• [What is being asked]:
Copy every line of the material below word for word.

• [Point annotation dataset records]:
- - - -
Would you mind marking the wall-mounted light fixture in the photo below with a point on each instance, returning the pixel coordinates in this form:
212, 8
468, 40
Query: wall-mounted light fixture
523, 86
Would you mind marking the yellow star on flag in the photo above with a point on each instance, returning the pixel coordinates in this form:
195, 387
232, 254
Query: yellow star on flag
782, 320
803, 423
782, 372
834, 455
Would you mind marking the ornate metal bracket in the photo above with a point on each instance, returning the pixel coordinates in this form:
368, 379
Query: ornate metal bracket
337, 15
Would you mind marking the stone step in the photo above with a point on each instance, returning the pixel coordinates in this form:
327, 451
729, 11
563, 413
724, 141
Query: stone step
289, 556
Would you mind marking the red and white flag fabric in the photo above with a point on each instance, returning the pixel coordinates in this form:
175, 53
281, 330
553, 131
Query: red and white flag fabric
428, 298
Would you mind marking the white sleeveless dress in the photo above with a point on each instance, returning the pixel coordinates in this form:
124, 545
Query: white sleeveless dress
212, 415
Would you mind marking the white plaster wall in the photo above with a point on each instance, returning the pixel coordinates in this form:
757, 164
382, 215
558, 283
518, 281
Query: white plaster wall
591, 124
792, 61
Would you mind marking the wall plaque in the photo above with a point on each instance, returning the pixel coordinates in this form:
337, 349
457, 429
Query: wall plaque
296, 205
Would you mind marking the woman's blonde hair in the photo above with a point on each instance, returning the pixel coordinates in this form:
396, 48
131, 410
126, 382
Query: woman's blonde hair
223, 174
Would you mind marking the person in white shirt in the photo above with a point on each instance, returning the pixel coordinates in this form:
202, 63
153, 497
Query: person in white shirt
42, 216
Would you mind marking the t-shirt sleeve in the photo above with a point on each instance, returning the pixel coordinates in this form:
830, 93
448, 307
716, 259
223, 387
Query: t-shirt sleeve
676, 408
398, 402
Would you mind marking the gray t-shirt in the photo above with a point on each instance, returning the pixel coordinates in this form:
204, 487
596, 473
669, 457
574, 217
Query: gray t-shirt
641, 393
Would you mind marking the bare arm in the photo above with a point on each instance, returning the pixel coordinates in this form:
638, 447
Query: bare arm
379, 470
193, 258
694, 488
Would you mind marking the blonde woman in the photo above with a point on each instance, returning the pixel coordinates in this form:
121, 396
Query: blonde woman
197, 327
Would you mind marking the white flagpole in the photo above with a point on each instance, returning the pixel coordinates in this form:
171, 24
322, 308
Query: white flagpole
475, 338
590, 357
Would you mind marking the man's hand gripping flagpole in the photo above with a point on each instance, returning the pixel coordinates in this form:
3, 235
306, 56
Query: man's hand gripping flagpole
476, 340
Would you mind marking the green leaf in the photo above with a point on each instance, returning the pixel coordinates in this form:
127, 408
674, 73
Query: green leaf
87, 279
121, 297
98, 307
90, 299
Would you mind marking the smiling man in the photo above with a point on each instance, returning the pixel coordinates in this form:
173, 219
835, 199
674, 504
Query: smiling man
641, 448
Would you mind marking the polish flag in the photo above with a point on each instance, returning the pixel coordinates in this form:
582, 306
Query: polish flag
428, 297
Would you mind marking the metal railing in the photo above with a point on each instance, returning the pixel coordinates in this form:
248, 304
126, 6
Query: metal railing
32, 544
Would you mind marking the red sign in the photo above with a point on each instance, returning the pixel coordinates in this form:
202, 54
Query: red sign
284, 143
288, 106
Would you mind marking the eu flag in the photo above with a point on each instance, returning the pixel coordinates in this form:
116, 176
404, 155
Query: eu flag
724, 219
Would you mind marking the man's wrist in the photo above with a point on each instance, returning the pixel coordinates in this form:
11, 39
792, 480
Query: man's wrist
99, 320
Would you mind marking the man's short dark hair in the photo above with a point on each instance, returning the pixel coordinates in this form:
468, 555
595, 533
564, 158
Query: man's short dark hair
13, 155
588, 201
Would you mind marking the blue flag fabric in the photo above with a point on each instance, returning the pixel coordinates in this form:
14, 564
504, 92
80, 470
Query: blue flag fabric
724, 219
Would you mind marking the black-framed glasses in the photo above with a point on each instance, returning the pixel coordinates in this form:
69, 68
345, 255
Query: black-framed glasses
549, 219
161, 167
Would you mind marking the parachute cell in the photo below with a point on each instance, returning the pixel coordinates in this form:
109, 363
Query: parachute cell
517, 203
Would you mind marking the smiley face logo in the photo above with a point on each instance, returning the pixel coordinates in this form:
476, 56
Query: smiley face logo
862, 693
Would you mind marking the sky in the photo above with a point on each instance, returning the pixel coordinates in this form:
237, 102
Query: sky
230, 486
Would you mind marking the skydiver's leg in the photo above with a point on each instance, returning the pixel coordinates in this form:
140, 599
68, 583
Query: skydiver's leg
- - - -
• [Finished exercise]:
Would you mind marking the wall-mounted light fixture in the photo below with a point on each instance, returning the pixel coordinates in this form:
212, 8
468, 40
Query: wall-mounted light fixture
523, 86
Would you mind marking the yellow star on flag in the photo above with a point on each instance, returning the pixel coordinates in this form:
195, 387
232, 254
Query: yellow star on flag
782, 320
803, 423
782, 372
834, 455
Would you mind marking the ornate metal bracket in the photo above with a point on each instance, returning the pixel coordinates in this form:
368, 379
Query: ornate metal bracket
337, 15
Would you mind marking the stone step in the photo above with a point on each instance, returning the pixel coordinates in this form:
327, 451
729, 11
563, 413
724, 141
Query: stone step
289, 556
Would you mind marking the red and white flag fabric in the photo above with a point on each instance, returning the pixel coordinates in this form:
175, 53
281, 330
553, 131
Query: red and white flag fabric
428, 298
Would you mind marking the white sleeveless dress in the photo above with a point on each instance, returning the pixel coordinates in this form:
124, 545
Query: white sleeveless dress
212, 415
Would you mind marking the white plaster wall in the photo above with a point on each instance, returning the pixel coordinates in this form:
757, 164
382, 215
558, 283
518, 281
Query: white plaster wall
591, 124
792, 61
Would you mind marking the wall plaque in the photo above with a point on each instance, returning the pixel coordinates in this form:
337, 349
457, 429
Query: wall plaque
296, 205
Would you mind marking the woman's blonde hair in the photo above with a point on each instance, returning the pixel coordinates in this form:
396, 48
131, 410
126, 382
Query: woman's blonde hair
223, 174
Would you mind marking the person in white shirt in the photo above with a point on each instance, returning the pixel coordinates in this form:
202, 63
153, 497
Query: person in white shirt
42, 216
Would you mind marking the t-shirt sleeve in the photo above with a point on each instance, returning the pixel coordinates in this form:
830, 93
448, 307
716, 259
223, 387
Query: t-shirt sleeve
676, 408
398, 402
Would you mind marking the gray t-shirt in the photo above with a point on each instance, returning the pixel coordinates in this form:
204, 487
596, 473
669, 457
574, 217
Query: gray t-shirt
641, 393
Would you mind marking the bare arm in the photo above with a point on each instance, returning the pixel coordinates in this form:
638, 447
Query: bare arm
379, 470
193, 258
694, 488
Would you mind marking the blonde woman in the photo above with a point on each instance, returning the pixel coordinates in this form:
121, 396
Query: blonde woman
197, 327
Would you mind marking the white flagpole in the photo above with a point on each instance, returning the pixel coordinates in this form:
171, 24
322, 308
Query: white flagpole
475, 338
590, 357
Would you mind marking the man's hand gripping flagpole in the photo above with a point on each instance, returning the pixel coordinates in this form:
3, 235
306, 56
Query: man's hand gripping flagpole
476, 340
Would you mind marking the green leaf in the photo above with a point on each instance, returning the pixel coordinates in this form:
127, 408
674, 73
Query: green leaf
87, 279
121, 297
98, 307
90, 299
Would you mind marking the smiling man in the photo above with a point on each instance, returning the pixel coordinates in this form:
173, 219
835, 199
674, 504
Query: smiling man
641, 448
Would you mind marking the polish flag in the photo above with a point on each instance, returning the pixel coordinates in this form:
582, 306
Query: polish flag
428, 297
Would you mind marking the metal railing in the photo above with a point on each instance, returning the pixel coordinates in this form:
248, 304
126, 6
Query: metal railing
32, 544
Would you mind marking the red sign in the photo above with a point on each instance, returning the pixel coordinates in this form:
202, 54
Query: red sign
284, 143
288, 106
Would you mind marking the eu flag in the photo above with a point on each instance, returning the pixel coordinates in this form:
116, 176
404, 155
Query: eu flag
724, 219
Would you mind marking the man's wrist in the photo above with a point on each instance, returning the pixel coordinates in this form:
11, 39
792, 480
Query: man's wrist
99, 320
Would you mind marking the man's short dark hair in the photo above with a point on each instance, returning the pixel coordinates in this form:
468, 555
595, 533
564, 158
Query: man's short dark hair
13, 155
588, 201
Would you mind marking the blue flag fabric in the photo above with a point on each instance, returning the pixel coordinates in this form:
14, 564
504, 92
80, 470
Query: blue flag fabric
724, 219
Would you mind marking the black-framed glasses in the photo above with a point on each instance, returning the pixel coordinates in this form:
69, 68
345, 255
Query: black-framed glasses
549, 219
161, 167
Would you mind marking the parachute cell in the photo below with a point on each instance, returning the pixel coordinates in this form:
109, 363
Query: parachute cell
517, 203
Would you mind marking the smiley face logo in the photo above with a point on each instance, returning the pixel coordinates in this form:
476, 56
Query: smiley face logo
862, 693
Would you mind marking the sky in the photo above with a point on each instance, returning the pixel coordinates in this form:
237, 102
Query: sky
230, 486
Would you mind marking the skydiver's leg in the photo above with a point on each instance, returning the pixel coordinates in this form:
140, 599
68, 583
Query: skydiver's leg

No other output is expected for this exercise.